"""
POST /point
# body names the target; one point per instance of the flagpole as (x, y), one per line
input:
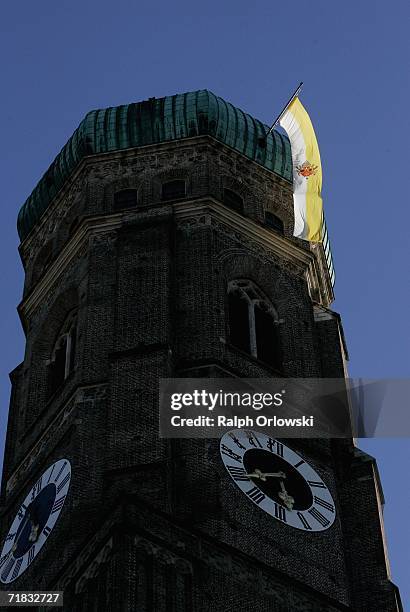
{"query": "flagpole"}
(279, 117)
"""
** AIM OF THE EXERCISE **
Leaving the images out, return every record exactly.

** COMPLETED EXERCISE **
POST /point
# body names the target; one point per instance of the flagpole as (x, y), one per line
input:
{"query": "flagpole"}
(279, 117)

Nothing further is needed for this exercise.